(Detection annotation records)
☆ ☆ ☆ ☆
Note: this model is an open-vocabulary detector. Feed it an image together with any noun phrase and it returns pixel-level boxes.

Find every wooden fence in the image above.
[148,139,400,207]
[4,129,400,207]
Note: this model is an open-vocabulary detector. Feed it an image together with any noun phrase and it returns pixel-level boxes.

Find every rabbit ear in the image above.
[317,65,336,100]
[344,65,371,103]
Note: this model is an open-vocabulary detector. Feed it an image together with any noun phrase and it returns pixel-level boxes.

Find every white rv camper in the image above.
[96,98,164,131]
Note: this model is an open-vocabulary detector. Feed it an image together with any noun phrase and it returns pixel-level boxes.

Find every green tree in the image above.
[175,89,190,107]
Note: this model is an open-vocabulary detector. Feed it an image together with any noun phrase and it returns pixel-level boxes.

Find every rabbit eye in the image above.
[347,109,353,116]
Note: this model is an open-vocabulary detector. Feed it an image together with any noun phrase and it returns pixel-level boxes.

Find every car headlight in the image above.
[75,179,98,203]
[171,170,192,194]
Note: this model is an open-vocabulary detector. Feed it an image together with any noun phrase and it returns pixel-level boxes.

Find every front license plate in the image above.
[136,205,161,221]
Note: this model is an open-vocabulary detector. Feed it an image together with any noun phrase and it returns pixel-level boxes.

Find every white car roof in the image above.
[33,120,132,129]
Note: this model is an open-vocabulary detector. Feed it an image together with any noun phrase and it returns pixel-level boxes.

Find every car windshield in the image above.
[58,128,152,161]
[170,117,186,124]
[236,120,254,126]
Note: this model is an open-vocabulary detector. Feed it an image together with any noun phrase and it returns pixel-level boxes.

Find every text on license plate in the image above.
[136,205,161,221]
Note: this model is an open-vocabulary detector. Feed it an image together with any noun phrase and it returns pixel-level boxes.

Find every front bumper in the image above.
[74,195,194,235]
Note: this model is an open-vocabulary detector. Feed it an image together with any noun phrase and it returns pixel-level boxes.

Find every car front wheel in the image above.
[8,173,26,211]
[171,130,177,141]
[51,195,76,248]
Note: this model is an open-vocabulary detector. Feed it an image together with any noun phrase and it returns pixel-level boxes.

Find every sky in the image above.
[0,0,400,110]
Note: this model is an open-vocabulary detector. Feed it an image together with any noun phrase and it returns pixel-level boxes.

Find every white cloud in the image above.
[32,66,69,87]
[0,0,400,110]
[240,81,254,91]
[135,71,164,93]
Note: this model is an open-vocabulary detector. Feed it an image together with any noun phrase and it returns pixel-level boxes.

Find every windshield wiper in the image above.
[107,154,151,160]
☆ ☆ ☆ ☆
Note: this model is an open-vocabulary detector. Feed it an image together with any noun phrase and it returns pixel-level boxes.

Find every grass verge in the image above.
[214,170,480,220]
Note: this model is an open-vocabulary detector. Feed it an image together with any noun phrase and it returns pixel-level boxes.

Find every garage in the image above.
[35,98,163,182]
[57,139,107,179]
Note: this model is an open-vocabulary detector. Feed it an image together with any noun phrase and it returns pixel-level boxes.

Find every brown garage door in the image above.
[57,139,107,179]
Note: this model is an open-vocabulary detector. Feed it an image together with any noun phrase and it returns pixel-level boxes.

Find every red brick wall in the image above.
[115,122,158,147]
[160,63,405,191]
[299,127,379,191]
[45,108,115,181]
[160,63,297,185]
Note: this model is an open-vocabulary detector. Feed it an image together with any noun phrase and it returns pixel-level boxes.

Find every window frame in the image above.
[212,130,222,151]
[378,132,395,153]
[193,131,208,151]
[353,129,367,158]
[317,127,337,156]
☆ ☆ ☆ ☆
Pull out every line from the rows above that contains the word "plate". Case counts.

Find every front license plate in the image above.
Find every text on license plate in the image above.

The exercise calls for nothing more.